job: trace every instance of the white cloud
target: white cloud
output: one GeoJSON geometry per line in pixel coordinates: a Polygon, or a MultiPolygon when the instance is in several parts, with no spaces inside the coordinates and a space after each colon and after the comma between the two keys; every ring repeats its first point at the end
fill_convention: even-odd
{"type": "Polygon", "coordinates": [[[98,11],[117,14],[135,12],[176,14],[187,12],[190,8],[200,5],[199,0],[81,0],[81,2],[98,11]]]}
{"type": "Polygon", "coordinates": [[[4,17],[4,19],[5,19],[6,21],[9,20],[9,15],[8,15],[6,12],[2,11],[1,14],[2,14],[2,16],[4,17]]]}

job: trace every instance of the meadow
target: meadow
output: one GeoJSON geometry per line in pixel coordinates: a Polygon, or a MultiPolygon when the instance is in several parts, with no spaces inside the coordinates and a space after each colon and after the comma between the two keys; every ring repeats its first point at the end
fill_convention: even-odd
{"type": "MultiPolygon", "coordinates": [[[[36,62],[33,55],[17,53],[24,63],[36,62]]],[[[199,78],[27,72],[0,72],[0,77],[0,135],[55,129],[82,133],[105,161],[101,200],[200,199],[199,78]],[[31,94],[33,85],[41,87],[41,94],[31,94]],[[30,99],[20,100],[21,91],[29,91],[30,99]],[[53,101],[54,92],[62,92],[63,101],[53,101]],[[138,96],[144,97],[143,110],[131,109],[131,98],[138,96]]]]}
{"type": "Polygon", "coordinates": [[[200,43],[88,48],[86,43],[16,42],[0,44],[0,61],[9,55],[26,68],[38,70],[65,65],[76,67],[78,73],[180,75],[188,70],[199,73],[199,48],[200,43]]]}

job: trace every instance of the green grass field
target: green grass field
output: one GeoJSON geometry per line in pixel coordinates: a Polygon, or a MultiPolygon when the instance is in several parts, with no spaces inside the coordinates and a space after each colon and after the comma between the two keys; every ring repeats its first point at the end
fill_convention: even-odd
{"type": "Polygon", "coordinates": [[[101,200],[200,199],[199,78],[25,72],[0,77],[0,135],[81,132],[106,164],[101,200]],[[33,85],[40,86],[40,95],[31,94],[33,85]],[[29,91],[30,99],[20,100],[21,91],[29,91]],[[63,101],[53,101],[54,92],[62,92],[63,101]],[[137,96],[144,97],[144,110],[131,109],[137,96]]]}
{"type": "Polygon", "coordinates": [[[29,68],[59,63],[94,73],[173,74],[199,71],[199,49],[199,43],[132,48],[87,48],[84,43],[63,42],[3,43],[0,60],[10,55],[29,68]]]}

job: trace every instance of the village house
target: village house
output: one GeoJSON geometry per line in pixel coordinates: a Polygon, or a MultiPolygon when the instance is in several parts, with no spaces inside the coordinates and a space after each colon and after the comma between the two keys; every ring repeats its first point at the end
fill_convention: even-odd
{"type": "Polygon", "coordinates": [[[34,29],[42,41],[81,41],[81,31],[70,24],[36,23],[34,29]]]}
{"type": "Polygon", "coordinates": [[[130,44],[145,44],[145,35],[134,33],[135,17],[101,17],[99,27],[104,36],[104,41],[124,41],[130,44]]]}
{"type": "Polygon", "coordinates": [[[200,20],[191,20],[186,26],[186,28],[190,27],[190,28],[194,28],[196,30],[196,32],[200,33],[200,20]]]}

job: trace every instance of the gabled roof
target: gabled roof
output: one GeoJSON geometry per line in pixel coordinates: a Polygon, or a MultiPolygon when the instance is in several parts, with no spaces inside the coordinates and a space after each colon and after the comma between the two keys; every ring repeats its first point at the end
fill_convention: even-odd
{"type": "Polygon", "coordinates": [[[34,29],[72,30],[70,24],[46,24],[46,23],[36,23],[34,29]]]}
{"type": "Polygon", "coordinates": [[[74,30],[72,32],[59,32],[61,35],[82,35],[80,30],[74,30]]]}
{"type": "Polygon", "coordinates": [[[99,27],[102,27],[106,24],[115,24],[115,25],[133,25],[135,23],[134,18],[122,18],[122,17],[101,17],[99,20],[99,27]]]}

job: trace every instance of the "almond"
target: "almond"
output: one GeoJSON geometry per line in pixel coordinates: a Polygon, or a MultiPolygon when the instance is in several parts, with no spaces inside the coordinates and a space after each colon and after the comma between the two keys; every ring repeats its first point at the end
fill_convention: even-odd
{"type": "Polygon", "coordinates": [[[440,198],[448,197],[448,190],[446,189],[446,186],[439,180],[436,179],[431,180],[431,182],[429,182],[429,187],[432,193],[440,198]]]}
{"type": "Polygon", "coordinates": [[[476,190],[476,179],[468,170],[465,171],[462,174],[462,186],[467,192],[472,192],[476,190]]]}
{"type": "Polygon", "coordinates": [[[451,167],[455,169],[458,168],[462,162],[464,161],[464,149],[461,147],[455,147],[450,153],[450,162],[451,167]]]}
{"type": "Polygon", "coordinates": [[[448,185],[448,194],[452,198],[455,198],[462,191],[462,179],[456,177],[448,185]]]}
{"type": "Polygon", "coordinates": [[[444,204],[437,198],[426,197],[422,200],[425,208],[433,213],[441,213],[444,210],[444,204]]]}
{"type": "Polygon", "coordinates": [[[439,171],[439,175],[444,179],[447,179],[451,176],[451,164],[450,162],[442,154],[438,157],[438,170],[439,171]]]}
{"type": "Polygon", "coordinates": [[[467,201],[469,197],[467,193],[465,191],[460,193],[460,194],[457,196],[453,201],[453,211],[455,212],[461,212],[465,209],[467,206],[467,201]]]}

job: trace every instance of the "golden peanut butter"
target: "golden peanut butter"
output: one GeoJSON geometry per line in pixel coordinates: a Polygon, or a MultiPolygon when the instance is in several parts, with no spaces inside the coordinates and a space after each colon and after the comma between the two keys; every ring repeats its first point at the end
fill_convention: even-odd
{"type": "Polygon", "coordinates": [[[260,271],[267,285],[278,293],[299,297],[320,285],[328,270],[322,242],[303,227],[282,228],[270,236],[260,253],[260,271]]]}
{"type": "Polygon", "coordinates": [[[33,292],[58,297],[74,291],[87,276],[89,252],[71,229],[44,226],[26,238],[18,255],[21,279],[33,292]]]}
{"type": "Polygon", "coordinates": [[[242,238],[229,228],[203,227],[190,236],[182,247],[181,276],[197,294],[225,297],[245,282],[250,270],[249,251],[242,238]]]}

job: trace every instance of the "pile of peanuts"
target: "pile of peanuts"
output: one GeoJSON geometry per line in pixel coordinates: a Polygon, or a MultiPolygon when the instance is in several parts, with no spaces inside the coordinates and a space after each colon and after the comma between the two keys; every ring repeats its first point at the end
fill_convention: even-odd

********************

Identify and copy every line of the entries that contains the word "butter". Case counts.

Result =>
job: trace every instance of the "golden peanut butter"
target: "golden peanut butter"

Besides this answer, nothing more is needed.